■ **PROBLEM**
Rewrite the data starting at the beginning and ending at the line that contains "48L31 53L32 53L32", replacing "hiker" with "walker" and leaving everything else unchanged.

________________________________________

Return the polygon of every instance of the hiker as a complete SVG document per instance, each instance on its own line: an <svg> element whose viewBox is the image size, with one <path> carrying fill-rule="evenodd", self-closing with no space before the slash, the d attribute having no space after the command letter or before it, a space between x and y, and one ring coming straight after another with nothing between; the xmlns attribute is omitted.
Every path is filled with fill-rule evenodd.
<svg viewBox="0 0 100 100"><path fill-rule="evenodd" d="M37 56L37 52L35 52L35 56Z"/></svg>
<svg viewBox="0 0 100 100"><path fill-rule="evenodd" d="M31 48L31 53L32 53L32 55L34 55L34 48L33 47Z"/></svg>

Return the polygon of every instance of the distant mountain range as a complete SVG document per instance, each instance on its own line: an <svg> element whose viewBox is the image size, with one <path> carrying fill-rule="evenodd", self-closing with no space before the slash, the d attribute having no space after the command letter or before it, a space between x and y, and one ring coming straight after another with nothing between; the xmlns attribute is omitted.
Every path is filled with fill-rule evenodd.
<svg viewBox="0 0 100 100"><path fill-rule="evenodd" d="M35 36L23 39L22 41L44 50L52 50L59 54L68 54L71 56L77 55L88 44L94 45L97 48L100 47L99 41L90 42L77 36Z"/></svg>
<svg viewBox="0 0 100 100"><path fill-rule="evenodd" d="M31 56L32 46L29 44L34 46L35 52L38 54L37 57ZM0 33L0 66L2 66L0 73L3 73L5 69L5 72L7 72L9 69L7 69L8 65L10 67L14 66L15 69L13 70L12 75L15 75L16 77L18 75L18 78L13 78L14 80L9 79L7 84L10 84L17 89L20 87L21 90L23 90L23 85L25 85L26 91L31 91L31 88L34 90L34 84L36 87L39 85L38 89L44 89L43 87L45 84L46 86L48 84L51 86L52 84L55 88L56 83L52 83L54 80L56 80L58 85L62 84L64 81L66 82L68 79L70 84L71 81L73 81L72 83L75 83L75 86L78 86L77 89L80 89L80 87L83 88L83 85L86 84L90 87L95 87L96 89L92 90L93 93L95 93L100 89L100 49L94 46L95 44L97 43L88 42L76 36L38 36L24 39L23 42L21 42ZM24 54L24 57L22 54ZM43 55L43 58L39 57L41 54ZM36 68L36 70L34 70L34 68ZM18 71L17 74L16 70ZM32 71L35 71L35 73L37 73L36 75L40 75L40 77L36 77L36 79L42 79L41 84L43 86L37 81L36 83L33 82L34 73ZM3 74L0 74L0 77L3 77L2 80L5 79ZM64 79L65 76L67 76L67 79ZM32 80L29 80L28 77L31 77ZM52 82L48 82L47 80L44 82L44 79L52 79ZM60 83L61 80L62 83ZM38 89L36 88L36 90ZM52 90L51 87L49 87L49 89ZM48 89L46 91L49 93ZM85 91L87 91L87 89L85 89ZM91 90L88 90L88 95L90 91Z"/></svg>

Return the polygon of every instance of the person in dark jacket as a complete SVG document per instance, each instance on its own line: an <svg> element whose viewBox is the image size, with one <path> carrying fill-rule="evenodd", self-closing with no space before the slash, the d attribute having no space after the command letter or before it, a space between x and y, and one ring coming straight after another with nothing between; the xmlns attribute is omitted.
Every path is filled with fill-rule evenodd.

________________________________________

■ **FINAL RESULT**
Return the polygon of every instance of the walker as a complete SVG document per instance, each instance on its own line: an <svg> element whose viewBox is the image size, with one <path> carrying fill-rule="evenodd", self-closing with no space before the slash, the d attribute having no space after the command letter or before it, a space between x and y, and one ring coming straight after another with nothing between; the xmlns attribute is omitted.
Every path is filled with fill-rule evenodd.
<svg viewBox="0 0 100 100"><path fill-rule="evenodd" d="M37 56L37 52L35 52L35 56Z"/></svg>
<svg viewBox="0 0 100 100"><path fill-rule="evenodd" d="M31 48L31 53L32 53L32 55L34 55L34 48L33 47Z"/></svg>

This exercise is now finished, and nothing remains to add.